▸ Text provided
• • • • •

28 July 2020

Disrupting Democracy: Coups & Regime-Change Made In The USA

SPOILER ALERT: BOLIVIA (but think Ukraine and Victoria Newland)
"Since the coup last October, many of the key claims used to justify the ousting of Morales — most particularly claims by the Organization of American States that the election resulting in Morales’s victory was fraudulent — have been proven to have been lies.
Yet not a single one of the foreign policy “experts” or media outlets have acknowledged their errors or even addressed these subsequent revelations, because they know that there are never any consequences for journalists and analysts as long as they remain subservient to the U.S. government agenda (while the New York Times reported on the studies proving the OAS claims to be baseless, they never acknowledged that their own reporting and editorializing treated those claims as true).

• • • • •

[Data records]
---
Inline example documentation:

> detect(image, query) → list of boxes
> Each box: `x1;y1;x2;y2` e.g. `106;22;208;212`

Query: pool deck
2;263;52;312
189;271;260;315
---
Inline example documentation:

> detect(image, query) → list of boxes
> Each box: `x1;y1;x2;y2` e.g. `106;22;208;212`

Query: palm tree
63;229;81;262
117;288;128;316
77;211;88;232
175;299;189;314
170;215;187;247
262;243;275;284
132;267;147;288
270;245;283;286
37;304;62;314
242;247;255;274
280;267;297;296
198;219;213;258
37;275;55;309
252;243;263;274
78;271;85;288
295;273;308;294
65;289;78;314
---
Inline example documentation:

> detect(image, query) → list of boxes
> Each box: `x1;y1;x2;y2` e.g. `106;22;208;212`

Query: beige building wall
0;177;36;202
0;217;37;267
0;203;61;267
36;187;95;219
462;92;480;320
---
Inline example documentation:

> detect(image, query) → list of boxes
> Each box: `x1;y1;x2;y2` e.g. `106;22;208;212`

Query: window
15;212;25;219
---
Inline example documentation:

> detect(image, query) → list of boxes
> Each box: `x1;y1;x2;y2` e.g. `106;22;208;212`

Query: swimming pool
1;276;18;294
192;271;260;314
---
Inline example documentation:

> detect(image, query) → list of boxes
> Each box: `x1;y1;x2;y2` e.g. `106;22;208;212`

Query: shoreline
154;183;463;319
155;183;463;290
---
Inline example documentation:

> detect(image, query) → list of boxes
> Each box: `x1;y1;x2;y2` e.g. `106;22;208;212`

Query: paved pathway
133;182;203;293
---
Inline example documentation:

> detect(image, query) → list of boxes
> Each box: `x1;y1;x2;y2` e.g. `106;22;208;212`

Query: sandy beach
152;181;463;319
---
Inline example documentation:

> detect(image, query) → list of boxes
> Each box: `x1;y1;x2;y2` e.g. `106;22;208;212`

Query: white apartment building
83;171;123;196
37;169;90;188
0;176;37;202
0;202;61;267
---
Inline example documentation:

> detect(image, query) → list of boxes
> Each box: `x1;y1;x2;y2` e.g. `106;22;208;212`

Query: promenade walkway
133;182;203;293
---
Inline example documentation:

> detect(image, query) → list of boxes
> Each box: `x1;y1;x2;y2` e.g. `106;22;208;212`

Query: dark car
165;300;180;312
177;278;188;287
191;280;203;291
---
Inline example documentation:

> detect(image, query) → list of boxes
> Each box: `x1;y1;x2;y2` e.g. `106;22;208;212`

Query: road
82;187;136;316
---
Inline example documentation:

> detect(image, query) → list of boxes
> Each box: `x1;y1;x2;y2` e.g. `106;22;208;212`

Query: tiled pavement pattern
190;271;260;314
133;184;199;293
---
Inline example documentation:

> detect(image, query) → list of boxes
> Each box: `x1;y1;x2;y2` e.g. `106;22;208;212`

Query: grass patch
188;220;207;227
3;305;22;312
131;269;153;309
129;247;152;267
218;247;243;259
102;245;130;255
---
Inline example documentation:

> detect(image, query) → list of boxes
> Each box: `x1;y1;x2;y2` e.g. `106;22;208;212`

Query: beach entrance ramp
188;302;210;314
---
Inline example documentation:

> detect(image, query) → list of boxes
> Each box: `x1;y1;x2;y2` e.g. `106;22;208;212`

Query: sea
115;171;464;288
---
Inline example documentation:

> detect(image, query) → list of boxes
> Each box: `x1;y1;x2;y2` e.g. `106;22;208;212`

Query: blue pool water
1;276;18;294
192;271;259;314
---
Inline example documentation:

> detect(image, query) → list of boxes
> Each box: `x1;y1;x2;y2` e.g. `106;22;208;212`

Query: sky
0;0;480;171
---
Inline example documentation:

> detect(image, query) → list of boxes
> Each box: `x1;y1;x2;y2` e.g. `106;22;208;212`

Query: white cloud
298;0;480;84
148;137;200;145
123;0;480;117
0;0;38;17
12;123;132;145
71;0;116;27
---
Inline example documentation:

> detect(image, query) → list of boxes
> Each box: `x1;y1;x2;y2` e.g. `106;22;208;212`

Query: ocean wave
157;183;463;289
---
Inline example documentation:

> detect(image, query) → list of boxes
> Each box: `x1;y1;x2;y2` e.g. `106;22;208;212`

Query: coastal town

• • • • •

▸ Set of tasks
1. How would you shorten the paragraph beginning "Yet not a single one" in the piece on U.S.-made coups while keeping its main facts?
2. Extend the piece on U.S.-made coups, starting after its last sentence.

▸ Responses per task
1. None of the foreign policy "experts" or media outlets have admitted their errors or addressed the later revelations, because journalists and analysts face no consequences as long as they stay subservient to the U.S. government agenda. The New York Times reported on the studies showing the OAS claims were baseless, but it never acknowledged that its own reporting and editorializing had treated those claims as true.

2.
Bolivia is but the latest of a long line of thriving, stable democracies destroyed with the support if not the outright participation of the U.S. government, while jingoistic media figures disseminated the propaganda used to justify it all. And the suffering, violence, repression and tyranny left in its wake are then simply ignored by those who helped bring it about . . ."

The U.S.-Supported Coup in Bolivia Continues to Produce Repression and Tyranny, While Revealing How U.S. Media Propaganda Works
Bolivia is the latest in a long line of thriving democracies destroyed as U.S. institutions cheer and lend support.
Today’s SYSTEM UPDATE episode on this topic — with guests Kathryn Ledebur, director of the Andean Information Network, who has lived and worked with coca farmers in Bolivia for the last 30 years, and Mark Weisbrot, co-director of the Center for Economic & Policy Research — will debut at 2:00 p.m. on The Intercept’s YouTube channel.
Bolivian Interim President Jeanine Anez takes part in a ceremony with the police in front of the Presidential Palace, in La Paz, Bolivia November 13, 2019. REUTERS/Luisa Gonzalez - RC2GAD9GFWF0
Bolivian Interim President Jeanine Áñez takes part in a ceremony with the police in front of
the Presidential Palace in La Paz, Bolivia, on Nov. 13, 2019.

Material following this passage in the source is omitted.